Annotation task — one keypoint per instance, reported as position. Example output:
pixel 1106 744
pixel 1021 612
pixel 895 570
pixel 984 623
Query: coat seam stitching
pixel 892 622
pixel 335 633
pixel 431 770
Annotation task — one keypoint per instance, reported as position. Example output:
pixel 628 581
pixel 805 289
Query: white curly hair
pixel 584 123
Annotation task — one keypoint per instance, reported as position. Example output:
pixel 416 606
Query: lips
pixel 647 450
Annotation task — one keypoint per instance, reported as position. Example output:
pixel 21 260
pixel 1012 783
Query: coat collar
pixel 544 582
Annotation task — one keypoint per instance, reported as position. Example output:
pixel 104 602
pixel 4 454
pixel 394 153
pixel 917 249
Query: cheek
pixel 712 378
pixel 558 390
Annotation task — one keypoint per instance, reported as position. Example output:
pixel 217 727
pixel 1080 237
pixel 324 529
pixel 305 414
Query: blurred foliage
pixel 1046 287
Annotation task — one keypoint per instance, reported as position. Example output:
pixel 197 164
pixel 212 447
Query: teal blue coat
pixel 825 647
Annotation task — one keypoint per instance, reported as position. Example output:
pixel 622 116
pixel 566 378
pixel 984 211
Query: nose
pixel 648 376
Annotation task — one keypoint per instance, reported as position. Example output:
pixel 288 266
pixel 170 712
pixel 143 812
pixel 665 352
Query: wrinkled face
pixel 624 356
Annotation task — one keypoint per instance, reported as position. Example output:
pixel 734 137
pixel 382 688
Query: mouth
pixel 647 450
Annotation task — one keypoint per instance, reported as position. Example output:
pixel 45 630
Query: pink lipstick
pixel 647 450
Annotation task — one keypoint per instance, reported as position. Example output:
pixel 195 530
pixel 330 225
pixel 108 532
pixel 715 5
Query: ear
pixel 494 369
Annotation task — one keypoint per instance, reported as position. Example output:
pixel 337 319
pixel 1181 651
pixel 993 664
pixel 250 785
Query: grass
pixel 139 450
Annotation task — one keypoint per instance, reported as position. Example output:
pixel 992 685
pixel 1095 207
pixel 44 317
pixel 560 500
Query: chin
==============================
◆ Problem description ◆
Would you give the entries back word for word?

◆ Solution ◆
Annotation task — one keypoint per instance, reported as position. Example output:
pixel 1106 744
pixel 1021 612
pixel 895 570
pixel 984 623
Query: coat seam stitching
pixel 892 622
pixel 335 633
pixel 431 770
Annotation task — one keypoint per instance, reported as position. Example output:
pixel 628 581
pixel 805 289
Query: white curly hair
pixel 584 123
Annotation task — one keypoint per instance, reported as position. Example output:
pixel 416 606
Query: lips
pixel 647 450
Annotation task — one keypoint per instance, reported as position. Example output:
pixel 21 260
pixel 1012 783
Query: coat collar
pixel 544 582
Annotation task — one keypoint per instance, reported as position. Example output:
pixel 104 602
pixel 4 454
pixel 394 153
pixel 917 249
Query: cheek
pixel 712 378
pixel 558 390
Annotation task — one keypoint per instance, reported as position. Example output:
pixel 217 727
pixel 1080 237
pixel 324 529
pixel 305 414
Query: blurred foliage
pixel 1046 287
Annotation task — one keypoint per instance, reported as position. Example output:
pixel 197 164
pixel 212 447
Query: teal blue coat
pixel 825 647
Annotation task — one keypoint per instance, reported as position. Example output:
pixel 622 116
pixel 566 378
pixel 984 211
Query: nose
pixel 648 376
Annotation task — one keypoint per instance, reported as position. Example output:
pixel 288 266
pixel 170 712
pixel 143 812
pixel 665 352
Query: wrinkled face
pixel 624 356
Annotation task — one keypoint per instance, reported as position. Example output:
pixel 734 137
pixel 382 688
Query: mouth
pixel 647 450
Annotation task — one keypoint per instance, reported as position. Example output:
pixel 45 630
Query: pink lipstick
pixel 647 450
Annotation task — one keypoint per instance, reported as position. Example output:
pixel 195 530
pixel 330 225
pixel 108 532
pixel 715 5
Query: ear
pixel 494 369
Annotation task — one keypoint per instance, reported as position. Example output:
pixel 337 319
pixel 1181 651
pixel 993 664
pixel 250 785
Query: grass
pixel 139 450
Annotation task — one keypoint per instance, reported as position. Example output:
pixel 992 685
pixel 1095 207
pixel 44 317
pixel 560 500
Query: chin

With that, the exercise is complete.